:: Extract provided ::

Philstocks lowers corporate growth targets

Richmond Mercurio - The Philippine Star

MANILA, Philippines — Philstocks Financial is revising downwards its year-end forecasts for the country’s benchmark index, as well as growth of corporate earnings.

In its midyear 2022 review released yesterday, Philstocks said it expects the Philippine Stock Exchange index (PSEi) to finish the year at anywhere between 7,080 and 7,365, down from the previous target of between 7,600 and 8,200.

It likewise revised downward its corporate earnings growth projection from 25 to 35 percent to 25 to 30 percent, with the upside being dashed by the country’s elevated inflation.

“Assuming economic growth reaches the upper end of our forecast, and inflation settles at the lower end of our expectations, we project corporate earnings growth at 30 percent,” Philstocks research manager Japhet Tantiangco said.

“Meanwhile, if economic expansion settles at the lower end of our forecast while inflation reaches the upper end of our projections, corporate earnings growth is seen at 25 percent,” he said.

Philstocks is keeping its earlier growth forecast for 2022 at 6.8 percent to 7.2 percent.

In the first half, Tantiangco said PSEi corporate earnings grew by 30 percent year-on-year.

Moving forward, he said such growth momentum could be sustained for the remainder of the year given the strong aggregate demand expected in the second half as the economy continues to recover from the pandemic.

:::
:: Exercise data ::

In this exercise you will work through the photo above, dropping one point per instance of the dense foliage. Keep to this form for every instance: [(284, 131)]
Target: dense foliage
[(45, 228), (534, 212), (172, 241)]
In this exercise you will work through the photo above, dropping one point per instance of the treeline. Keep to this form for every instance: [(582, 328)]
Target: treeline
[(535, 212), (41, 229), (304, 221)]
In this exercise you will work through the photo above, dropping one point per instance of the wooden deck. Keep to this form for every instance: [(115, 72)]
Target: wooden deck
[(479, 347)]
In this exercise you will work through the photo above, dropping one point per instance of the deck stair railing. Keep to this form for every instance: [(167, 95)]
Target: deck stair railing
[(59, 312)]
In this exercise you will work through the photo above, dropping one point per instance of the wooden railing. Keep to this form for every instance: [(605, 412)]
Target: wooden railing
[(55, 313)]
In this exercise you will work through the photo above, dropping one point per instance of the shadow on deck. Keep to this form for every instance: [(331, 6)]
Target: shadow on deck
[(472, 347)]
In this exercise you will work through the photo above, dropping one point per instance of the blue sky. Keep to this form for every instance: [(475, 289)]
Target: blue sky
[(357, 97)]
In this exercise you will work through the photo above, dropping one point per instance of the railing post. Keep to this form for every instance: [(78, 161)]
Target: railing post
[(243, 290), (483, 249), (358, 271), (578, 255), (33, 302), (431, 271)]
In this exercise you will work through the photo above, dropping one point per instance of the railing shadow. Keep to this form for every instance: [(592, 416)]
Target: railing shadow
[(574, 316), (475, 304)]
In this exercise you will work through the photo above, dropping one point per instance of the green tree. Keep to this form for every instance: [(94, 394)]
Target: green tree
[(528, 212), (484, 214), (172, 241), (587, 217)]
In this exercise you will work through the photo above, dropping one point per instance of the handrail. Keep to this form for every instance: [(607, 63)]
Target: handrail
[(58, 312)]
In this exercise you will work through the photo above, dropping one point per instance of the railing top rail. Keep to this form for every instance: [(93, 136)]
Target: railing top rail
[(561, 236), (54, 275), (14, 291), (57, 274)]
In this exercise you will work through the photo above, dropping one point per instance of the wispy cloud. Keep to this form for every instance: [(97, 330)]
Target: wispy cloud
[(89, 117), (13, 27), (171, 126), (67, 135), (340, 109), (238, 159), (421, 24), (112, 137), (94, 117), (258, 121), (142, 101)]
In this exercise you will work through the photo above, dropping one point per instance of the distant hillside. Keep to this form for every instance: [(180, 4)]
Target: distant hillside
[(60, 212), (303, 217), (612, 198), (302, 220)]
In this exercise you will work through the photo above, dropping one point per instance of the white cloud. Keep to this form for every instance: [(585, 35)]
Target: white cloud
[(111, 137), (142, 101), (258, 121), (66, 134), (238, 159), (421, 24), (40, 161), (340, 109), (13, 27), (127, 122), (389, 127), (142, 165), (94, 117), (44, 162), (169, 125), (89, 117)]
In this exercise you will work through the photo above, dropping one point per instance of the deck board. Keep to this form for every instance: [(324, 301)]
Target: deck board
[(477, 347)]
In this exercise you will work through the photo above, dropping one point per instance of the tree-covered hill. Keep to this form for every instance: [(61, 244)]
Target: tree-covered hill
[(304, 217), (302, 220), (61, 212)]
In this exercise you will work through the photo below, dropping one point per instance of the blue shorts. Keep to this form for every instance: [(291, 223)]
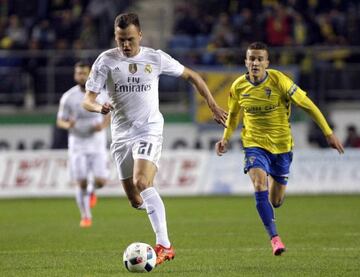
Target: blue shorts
[(275, 165)]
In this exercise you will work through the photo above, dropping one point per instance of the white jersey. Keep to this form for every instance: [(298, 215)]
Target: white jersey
[(132, 84), (82, 137)]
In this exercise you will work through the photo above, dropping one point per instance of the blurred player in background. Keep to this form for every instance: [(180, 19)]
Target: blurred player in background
[(131, 75), (261, 101), (87, 143)]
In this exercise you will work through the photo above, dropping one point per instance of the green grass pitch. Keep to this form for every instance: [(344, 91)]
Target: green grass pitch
[(213, 236)]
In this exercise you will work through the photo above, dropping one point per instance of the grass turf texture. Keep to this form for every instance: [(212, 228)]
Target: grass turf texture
[(213, 236)]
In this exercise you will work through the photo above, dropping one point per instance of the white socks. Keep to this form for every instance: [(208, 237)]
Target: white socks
[(83, 202), (156, 211)]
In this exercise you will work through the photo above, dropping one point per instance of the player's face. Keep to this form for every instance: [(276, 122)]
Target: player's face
[(81, 74), (256, 62), (128, 40)]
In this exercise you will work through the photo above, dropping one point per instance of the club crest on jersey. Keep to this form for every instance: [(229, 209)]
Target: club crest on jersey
[(132, 68), (268, 92), (148, 68), (252, 159)]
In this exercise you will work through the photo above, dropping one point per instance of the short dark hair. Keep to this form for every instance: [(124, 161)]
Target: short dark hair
[(125, 19), (258, 45), (82, 64)]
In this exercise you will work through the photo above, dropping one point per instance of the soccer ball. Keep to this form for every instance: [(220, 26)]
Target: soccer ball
[(139, 257)]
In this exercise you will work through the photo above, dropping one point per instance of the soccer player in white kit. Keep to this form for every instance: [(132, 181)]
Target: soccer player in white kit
[(131, 75), (87, 149)]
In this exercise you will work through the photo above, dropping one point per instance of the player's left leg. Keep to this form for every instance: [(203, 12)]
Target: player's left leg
[(144, 173), (99, 168), (276, 192)]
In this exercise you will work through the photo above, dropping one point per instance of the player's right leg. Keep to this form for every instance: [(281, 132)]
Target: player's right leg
[(133, 194), (78, 172), (257, 164), (144, 173)]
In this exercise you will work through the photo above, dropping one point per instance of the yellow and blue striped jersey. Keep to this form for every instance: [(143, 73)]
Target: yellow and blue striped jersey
[(265, 110)]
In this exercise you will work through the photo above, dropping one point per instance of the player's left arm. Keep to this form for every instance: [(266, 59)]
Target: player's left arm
[(308, 106), (219, 114), (89, 103), (104, 124)]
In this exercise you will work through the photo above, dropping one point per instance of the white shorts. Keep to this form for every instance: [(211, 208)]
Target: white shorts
[(82, 164), (124, 153)]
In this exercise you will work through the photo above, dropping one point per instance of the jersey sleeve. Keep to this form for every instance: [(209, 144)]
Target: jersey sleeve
[(97, 76), (170, 66), (291, 90)]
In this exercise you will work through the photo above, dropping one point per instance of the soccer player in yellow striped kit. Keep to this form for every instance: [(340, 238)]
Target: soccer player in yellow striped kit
[(261, 100)]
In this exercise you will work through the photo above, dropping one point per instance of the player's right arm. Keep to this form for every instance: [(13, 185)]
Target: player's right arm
[(92, 105), (64, 116), (235, 115)]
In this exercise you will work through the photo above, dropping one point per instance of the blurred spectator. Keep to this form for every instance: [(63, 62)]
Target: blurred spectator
[(278, 26), (16, 32), (352, 137), (316, 136), (44, 34)]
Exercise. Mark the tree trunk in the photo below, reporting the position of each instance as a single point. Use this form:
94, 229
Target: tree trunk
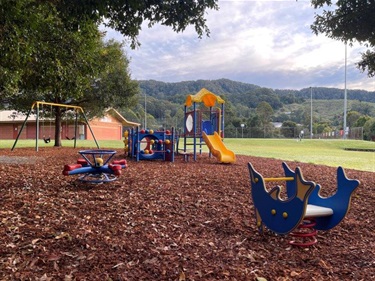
57, 126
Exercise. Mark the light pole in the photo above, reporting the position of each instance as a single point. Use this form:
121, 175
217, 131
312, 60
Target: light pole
345, 92
310, 112
145, 113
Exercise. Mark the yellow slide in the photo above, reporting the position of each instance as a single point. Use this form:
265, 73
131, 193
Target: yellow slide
218, 149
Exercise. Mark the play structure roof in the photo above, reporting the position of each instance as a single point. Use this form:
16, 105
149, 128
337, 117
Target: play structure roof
205, 96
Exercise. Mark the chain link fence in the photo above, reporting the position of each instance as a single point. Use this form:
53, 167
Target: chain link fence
291, 132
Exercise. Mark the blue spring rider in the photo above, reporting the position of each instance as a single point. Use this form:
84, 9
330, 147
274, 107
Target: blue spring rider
303, 208
95, 166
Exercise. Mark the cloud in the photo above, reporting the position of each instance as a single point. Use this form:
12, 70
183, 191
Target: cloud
268, 43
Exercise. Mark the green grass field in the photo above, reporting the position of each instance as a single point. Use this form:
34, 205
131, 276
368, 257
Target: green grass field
323, 152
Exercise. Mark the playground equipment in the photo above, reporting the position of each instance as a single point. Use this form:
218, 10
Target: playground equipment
304, 209
149, 144
211, 131
95, 166
39, 105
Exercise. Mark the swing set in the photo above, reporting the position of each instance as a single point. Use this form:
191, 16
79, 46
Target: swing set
41, 114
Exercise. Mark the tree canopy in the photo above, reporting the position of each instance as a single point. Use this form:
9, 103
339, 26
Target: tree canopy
351, 20
127, 16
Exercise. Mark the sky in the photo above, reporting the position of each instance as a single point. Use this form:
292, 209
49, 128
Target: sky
262, 42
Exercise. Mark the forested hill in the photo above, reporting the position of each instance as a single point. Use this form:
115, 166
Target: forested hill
233, 90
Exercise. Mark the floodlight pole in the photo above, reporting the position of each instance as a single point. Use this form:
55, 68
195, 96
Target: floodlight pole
310, 112
345, 92
145, 113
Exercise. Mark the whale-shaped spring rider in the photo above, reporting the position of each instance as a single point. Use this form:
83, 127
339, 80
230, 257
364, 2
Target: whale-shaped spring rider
283, 216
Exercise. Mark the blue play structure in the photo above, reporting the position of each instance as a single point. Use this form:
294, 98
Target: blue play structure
150, 144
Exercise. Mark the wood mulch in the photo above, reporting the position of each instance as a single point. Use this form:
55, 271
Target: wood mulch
166, 221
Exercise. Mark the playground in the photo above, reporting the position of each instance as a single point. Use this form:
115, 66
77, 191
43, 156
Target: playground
163, 220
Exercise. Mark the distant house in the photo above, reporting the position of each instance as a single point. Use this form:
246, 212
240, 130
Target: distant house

:::

**Task goal:** Continue the article on Philstocks lowering its PSEi and corporate earnings forecasts, picking up after its final sentence.

**Expected output:**
“However, our soaring inflation, which is seen to dampen household consumption, poses downside risks to our corporate revenues and consequently profits,” Tantiangco said.

“Consumers and businesses may also start to feel the pinch of the rising interest rates, which in turn could somehow weigh on demand,” he said.

Philstocks said while corporate performance is still seen as the main fundamental driver of the market this year, investors are expected to take cues from other significant factors.

Headlining these are the monetary policy outlooks of the Federal Reserve and the Bangko Sentral ng Pilipinas, it said.

“A continuation of the Fed’s aggressively hawkish policy steps is seen as a downside risk since it may cause foreign fund outflows and a further depreciation of the peso, both of which are negative for the local bourse,” Tantiangco said.

“Meanwhile, a further tightening of the Bangko Sentral ng Pilipinas is expected to weigh on the economy’s outlook. This in turn may also dampen sentiment,” he said.